(Dataset entries)
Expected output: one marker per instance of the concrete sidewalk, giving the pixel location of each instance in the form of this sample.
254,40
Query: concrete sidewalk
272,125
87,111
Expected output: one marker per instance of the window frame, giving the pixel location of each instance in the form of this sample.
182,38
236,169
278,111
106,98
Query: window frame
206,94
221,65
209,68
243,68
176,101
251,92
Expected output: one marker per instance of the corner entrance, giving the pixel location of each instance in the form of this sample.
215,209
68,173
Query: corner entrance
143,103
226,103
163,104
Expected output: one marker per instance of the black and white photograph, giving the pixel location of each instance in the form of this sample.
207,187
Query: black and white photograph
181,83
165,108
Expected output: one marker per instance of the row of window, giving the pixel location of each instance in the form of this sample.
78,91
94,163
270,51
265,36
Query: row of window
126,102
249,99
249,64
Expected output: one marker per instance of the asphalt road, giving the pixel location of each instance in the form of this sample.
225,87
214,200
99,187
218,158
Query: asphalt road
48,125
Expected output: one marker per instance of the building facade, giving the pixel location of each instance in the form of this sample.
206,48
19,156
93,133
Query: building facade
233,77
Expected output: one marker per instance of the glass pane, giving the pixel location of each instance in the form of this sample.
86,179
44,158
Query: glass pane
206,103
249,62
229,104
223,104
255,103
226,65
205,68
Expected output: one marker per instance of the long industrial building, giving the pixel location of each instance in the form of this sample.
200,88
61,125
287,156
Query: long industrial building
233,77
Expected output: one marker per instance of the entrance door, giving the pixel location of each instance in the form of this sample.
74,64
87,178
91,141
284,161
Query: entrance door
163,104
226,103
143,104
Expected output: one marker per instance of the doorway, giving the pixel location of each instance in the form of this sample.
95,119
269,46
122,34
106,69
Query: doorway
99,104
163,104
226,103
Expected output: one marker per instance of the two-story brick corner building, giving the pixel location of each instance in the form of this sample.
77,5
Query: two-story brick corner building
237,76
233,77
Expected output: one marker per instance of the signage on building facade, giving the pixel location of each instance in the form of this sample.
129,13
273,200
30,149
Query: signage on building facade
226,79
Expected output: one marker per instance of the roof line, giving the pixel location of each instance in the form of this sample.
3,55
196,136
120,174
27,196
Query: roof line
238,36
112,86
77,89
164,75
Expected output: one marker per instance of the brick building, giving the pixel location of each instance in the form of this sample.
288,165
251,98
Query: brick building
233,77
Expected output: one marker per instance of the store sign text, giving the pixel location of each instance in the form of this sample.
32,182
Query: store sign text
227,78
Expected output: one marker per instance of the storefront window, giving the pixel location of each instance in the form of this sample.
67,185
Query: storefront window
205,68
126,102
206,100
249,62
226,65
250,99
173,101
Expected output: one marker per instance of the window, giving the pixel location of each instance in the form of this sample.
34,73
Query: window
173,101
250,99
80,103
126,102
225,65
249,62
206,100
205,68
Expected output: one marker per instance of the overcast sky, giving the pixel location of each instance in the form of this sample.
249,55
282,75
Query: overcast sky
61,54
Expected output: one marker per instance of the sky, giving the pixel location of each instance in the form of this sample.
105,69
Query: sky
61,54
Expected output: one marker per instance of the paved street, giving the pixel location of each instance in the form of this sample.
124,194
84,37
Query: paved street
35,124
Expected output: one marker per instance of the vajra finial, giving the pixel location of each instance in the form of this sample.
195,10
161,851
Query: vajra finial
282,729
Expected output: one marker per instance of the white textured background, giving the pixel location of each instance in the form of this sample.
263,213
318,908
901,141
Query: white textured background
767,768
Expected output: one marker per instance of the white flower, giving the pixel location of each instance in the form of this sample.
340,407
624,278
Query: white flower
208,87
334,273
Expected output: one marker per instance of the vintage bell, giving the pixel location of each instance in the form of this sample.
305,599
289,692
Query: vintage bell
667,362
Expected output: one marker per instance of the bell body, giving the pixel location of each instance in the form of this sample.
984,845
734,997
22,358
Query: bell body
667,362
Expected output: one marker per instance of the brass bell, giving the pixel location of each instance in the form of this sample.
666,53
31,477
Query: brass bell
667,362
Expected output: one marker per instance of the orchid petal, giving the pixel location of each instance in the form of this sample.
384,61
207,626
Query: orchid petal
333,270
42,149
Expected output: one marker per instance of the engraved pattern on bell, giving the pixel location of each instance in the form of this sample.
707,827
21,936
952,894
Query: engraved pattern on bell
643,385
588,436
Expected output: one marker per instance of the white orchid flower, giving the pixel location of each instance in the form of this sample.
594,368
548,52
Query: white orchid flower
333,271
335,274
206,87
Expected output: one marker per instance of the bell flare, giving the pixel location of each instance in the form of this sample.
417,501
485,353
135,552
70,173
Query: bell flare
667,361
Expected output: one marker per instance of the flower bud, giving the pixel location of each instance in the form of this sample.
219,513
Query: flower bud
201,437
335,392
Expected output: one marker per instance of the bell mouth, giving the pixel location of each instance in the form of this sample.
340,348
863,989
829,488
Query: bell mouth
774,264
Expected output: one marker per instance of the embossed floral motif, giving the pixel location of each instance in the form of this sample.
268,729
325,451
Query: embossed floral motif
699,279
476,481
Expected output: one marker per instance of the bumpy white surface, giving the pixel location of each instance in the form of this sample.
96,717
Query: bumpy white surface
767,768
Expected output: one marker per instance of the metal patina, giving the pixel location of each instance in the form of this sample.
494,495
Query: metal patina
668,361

_WORK ITEM_
Retype all of the records above without a single alteration.

_RESPONSE_
Expected output: one marker per instance of the concrete sidewalk, giving the pixel location of each instance in the form of this sample.
254,40
Query: concrete sidewalk
272,125
87,111
Expected output: one marker per instance of the window frame, giving the pixel location of each instance in the form of this sample.
182,38
236,169
278,111
106,98
Query: window frame
206,94
221,65
209,68
243,68
176,101
251,92
Expected output: one marker per instance of the corner entrance, giving the pixel location of each instance in the form of this sample.
215,209
68,173
Query: corner entrance
143,103
226,103
163,104
Expected output: one marker per instance of the black and white photograph, giving the pixel location of each instance in the form of this sample.
207,187
Query: black and white photograph
181,83
165,108
Expected output: one marker per instance of the row of window, giving the pixel location of each instance in the form of this sample.
78,91
94,163
270,51
265,36
Query: row of window
126,102
249,99
249,64
Expected output: one marker per instance of the asphalt road, giving the pixel location of each instance in the form of this sample.
225,87
214,200
99,187
218,158
Query: asphalt road
48,125
Expected output: one marker per instance of the building facade, giving the pixel location of each instance in the form of this sample.
206,48
19,156
93,133
Query: building facade
233,77
Expected output: one marker per instance of the glass pane, giving the pixel location of each instance in the form of this sample.
86,179
44,158
Query: glass pane
206,103
249,62
229,104
223,104
255,103
226,65
205,68
Expected output: one marker per instance of the long industrial building, giving the pixel location of each instance in the form of this sample.
200,88
61,125
287,156
Query: long industrial building
233,77
Expected output: one marker per instance of the entrance door, giving the pixel location of each instance in the form of this sample.
74,64
87,178
91,141
284,161
Query: entrance door
163,104
226,103
143,104
Expected output: one marker per instance of the doorway, giving the pixel location of each instance in the form of this sample.
95,119
269,46
122,34
106,69
Query: doorway
99,104
163,104
226,103
Expected output: one marker per instance of the two-story brick corner building, giving the pixel location of each instance in the form of this sample.
77,5
Query: two-story brick corner building
237,76
233,77
Expected output: one marker per instance of the signage on building facade, giving the pixel location of each instance in the form of this sample.
129,13
273,200
30,149
Query: signage on building facade
226,79
Expected output: one marker per instance of the roof line, giving the pixel location of each instance in the form of this sample.
3,55
196,136
120,174
27,196
Query: roof line
238,36
112,86
77,89
164,75
Expected output: one marker per instance of the brick building, giving the pixel location of each instance in the form of this sample.
288,165
251,98
Query: brick building
233,77
Expected output: one marker per instance of the store sign text, giving the pixel location of each instance in the form of this sample.
32,182
Query: store sign text
227,78
Expected output: one marker per instance of the storefront window, giving the pixel location of each instance in the form of this sample.
67,185
Query: storefront window
205,68
126,102
206,100
249,62
226,65
250,99
173,101
Expected output: one marker per instance of the window, giving the pixel location of each instance in the form of this sample.
34,73
Query: window
173,101
250,99
80,103
126,102
225,65
249,62
206,100
205,68
Expected output: one marker per instance of the overcast sky, giving the pixel location of each instance in the form of this sample.
249,55
282,75
Query: overcast sky
61,54
Expected output: one marker per instance of the sky, giving the pixel location of each instance in the form of this sample.
105,69
Query: sky
61,54
Expected output: one marker per instance of the paved street, giving the pixel location of each instance in the form of this sample.
124,194
84,37
Query: paved street
35,124
Expected output: one marker per instance of the vajra finial, giving the pixel location of each instance in the form of this sample.
195,10
161,851
Query: vajra finial
282,729
Expected output: one marker per instance of the white textured background, giving the pixel location of each instance in the form of this sample.
263,213
318,908
901,141
Query: white textured background
767,768
Expected output: one marker per instance of the white flower, giving the pixel location of each instance in the form of this sample.
340,407
624,278
Query: white flower
208,87
334,273
Expected output: one marker per instance of the vintage bell, giving the pixel location of each instance in the form of this sample.
305,599
289,692
Query: vintage bell
667,362
Expected output: one marker per instance of the bell body, giving the pixel location of each instance in the form of this sample.
984,845
734,997
22,358
Query: bell body
667,362
Expected output: one marker per instance of the brass bell, giving the pixel location of each instance in the form of this sample.
666,53
31,477
Query: brass bell
667,362
Expected output: one marker per instance of the orchid petal, giving the pixel location of each instance in the form of this sample.
384,61
207,626
Query: orchid petal
333,270
42,149
Expected output: one marker per instance of the engraved pattern on bell, giving the pixel location of each instance in the form of this sample.
707,827
21,936
952,894
Query: engraved pattern on bell
643,385
588,436
Expected output: one marker per instance of the white orchid flower, giving the pixel location of each instance in the form of this sample.
594,368
548,52
Query: white orchid flower
333,271
335,274
206,87
Expected output: one marker per instance of the bell flare, giving the pixel location of each instance in the form of this sample.
417,501
485,353
135,552
70,173
Query: bell flare
667,361
Expected output: one marker per instance of the flower bud, giving the pixel location of each instance in the form of this sample.
219,513
Query: flower bud
201,437
335,392
Expected output: one marker per instance of the bell mouth, giving the pixel location of each instance in the form of this sample.
340,348
863,989
829,488
Query: bell mouth
774,264
Expected output: one marker per instance of the embossed floral motif, giving the pixel location of each instance in the form of this sample.
268,729
325,451
Query: embossed floral motif
699,279
476,481
Expected output: one marker per instance of the bumpy white surface, giving the pixel location of each instance in the form of this sample.
96,717
Query: bumpy white surface
767,768
Expected output: one marker per instance of the metal patina, giving the pixel location of each instance in the form of this sample.
494,495
Query: metal patina
668,361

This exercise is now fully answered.